▶ _To do_: Return every line in the rows below that contains the word "distant".

Segmentation dataset rows:
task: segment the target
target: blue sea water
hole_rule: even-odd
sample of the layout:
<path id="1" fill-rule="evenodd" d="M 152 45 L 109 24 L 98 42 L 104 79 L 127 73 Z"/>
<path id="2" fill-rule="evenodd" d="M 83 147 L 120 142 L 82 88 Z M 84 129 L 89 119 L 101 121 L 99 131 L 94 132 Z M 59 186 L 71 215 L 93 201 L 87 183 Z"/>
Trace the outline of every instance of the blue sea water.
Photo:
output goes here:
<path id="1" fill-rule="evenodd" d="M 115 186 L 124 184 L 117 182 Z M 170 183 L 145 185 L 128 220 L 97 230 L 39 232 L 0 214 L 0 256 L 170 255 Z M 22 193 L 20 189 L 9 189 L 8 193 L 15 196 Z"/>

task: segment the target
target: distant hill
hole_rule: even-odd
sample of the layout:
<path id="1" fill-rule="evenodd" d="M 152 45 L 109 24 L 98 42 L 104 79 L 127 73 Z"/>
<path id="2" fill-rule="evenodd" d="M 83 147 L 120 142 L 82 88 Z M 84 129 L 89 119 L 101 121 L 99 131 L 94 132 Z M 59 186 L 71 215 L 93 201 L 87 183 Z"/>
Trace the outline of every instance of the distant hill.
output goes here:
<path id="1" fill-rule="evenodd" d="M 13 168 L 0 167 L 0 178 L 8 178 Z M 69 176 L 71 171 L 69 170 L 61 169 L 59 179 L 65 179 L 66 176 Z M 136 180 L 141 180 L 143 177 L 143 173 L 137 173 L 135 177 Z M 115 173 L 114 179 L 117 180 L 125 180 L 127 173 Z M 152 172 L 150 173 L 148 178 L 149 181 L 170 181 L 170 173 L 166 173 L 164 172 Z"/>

▶ _Answer to the task_:
target: distant hill
Trace the outline of every instance of the distant hill.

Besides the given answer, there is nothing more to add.